_Supplied information_:
+ + + + +

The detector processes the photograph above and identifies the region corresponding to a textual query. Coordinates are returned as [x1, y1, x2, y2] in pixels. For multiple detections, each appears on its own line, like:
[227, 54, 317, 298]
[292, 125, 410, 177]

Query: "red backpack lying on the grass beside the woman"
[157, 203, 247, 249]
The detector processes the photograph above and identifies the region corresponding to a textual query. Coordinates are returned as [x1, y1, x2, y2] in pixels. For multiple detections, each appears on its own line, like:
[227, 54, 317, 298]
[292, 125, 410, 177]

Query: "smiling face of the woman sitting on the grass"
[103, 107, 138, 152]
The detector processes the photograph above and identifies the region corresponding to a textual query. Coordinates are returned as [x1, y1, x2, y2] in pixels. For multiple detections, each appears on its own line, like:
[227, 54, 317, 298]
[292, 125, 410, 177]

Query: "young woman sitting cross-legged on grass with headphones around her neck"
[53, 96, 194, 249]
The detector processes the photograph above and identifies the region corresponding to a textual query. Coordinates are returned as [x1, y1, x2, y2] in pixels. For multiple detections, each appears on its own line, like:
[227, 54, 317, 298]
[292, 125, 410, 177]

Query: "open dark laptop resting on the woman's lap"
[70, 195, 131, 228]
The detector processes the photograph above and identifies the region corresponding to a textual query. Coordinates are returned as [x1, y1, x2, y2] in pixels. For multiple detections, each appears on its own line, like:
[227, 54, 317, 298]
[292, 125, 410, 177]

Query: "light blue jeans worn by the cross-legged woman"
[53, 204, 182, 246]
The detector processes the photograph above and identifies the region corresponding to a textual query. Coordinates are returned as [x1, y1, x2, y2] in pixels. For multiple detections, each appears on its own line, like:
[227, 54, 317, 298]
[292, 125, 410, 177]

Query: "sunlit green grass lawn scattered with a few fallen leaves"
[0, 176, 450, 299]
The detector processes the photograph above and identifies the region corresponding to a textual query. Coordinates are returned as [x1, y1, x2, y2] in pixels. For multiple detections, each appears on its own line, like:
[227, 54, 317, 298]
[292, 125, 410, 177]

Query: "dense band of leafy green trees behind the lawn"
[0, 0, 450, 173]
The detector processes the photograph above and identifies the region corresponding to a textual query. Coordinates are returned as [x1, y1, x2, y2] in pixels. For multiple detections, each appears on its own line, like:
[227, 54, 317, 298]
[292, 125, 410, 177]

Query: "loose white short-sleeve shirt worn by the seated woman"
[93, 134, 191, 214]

+ + + + +

_Task to carry out_:
Only one thing belongs in the reply: the exact lines of the listing above, from the one with "green grass lawn" through its last line.

_Exercise result_:
Query: "sunlit green grass lawn scattered with a few fallen leaves"
[0, 176, 450, 299]
The detector processes the photograph above and identifies the region corresponding to a textual query. Coordinates are returned as [x1, y1, x2, y2] in pixels. For multiple detections, each appears on its own line, like:
[227, 54, 317, 298]
[292, 125, 410, 177]

Query: "dense band of leafy green trees behind the lawn"
[0, 0, 450, 173]
The detector processes the photograph above and identifies the region corresponding to a textual query. Coordinates are returned as [x1, y1, x2, y2] in pixels. For multiple detections, each appears on its own line, like:
[227, 54, 317, 298]
[292, 125, 410, 177]

Query: "loose white short-sleeve shirt worn by the seated woman"
[93, 134, 191, 214]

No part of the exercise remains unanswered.